Referring expression pointing data
———

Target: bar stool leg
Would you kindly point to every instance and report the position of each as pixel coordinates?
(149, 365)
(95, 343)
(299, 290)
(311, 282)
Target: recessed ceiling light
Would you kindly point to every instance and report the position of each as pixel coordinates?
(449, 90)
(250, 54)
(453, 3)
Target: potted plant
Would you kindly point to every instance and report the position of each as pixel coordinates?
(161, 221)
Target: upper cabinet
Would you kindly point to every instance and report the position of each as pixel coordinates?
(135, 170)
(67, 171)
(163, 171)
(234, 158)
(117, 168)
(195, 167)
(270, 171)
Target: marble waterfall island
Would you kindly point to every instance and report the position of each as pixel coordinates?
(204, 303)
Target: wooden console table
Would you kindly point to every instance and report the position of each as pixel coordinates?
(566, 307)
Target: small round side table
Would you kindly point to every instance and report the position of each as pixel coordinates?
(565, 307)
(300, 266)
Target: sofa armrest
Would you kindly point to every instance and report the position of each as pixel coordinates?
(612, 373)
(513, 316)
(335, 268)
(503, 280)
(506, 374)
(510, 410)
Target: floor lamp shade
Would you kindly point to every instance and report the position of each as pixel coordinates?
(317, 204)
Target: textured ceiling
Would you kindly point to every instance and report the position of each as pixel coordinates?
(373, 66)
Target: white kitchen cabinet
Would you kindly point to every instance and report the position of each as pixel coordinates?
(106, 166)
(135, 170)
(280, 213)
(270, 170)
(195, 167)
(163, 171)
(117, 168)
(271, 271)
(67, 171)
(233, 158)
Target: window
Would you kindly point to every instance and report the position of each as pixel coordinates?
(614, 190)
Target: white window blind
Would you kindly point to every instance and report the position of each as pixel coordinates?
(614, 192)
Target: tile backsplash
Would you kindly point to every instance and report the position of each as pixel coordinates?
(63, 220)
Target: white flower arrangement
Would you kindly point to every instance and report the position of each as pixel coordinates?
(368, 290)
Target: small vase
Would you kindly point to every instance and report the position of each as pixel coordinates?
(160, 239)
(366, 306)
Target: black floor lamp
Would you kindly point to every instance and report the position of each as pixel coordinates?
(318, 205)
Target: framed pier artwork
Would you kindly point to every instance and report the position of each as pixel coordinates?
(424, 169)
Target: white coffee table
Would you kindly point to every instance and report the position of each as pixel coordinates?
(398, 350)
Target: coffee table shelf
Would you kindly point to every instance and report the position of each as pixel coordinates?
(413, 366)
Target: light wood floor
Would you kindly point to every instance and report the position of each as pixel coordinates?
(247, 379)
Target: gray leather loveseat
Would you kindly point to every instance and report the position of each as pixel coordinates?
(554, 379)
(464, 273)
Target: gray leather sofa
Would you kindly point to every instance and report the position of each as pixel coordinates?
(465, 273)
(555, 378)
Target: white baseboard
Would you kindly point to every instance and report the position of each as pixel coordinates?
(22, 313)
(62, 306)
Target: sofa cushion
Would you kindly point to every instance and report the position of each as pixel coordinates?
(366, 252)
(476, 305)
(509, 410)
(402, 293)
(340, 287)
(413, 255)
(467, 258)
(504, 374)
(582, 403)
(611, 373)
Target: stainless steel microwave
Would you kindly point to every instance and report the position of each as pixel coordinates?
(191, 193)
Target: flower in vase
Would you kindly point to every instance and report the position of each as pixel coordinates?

———

> WHAT IS NEEDED: Could you repeat exactly the lines above from the line with "Target: window" up to and including the line with "Target: tile backsplash", and only those?

> ANSWER BOX:
Target: window
Would you kindly point to every instance and report the position of each as pixel coordinates?
(614, 190)
Target: white window blind
Would you kindly point to every instance and report the position of each as pixel coordinates?
(614, 192)
Target: tile backsplash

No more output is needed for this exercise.